Rewrite only the stretch of records from the start through the line containing "[296,119,370,193]", both ends included, and keep the requests. Shift every bounding-box coordinate in the answers by -65.

┌──

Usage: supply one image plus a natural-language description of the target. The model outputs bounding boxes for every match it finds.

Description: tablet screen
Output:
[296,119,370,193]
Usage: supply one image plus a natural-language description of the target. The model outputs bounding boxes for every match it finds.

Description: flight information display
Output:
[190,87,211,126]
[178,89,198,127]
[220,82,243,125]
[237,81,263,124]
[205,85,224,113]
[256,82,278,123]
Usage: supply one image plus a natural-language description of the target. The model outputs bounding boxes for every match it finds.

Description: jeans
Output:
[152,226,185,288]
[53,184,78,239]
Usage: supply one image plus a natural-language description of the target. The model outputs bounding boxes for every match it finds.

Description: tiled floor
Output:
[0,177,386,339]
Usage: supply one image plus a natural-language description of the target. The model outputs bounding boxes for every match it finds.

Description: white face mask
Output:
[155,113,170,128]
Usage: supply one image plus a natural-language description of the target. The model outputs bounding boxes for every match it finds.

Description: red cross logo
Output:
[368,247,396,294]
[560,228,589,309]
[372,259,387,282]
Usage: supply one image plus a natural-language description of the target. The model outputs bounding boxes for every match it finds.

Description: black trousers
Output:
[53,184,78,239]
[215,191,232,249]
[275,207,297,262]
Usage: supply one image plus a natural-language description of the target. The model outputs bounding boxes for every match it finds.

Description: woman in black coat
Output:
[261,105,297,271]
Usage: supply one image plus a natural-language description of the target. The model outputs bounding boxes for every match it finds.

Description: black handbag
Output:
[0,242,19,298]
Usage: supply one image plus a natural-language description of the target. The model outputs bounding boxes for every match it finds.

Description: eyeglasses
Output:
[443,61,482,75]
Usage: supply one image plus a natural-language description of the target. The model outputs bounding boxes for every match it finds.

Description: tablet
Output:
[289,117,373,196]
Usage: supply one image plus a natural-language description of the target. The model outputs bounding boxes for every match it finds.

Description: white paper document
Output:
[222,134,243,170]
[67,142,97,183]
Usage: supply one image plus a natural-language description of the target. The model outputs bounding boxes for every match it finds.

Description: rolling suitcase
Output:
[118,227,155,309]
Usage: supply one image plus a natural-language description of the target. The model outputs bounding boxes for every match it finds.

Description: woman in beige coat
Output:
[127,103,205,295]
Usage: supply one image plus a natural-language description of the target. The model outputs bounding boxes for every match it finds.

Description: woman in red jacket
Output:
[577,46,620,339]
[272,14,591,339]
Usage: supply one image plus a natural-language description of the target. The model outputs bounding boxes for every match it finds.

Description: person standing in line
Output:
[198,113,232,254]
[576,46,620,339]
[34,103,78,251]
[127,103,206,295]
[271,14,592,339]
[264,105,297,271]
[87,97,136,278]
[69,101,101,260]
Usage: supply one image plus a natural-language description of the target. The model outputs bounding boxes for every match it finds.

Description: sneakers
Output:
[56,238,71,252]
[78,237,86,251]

└──

_Final result_
Usage: supply one image plus a natural-language description of the target. The model outputs bounding boxes for every match it finds.

Description: tablet screen
Output:
[231,54,305,128]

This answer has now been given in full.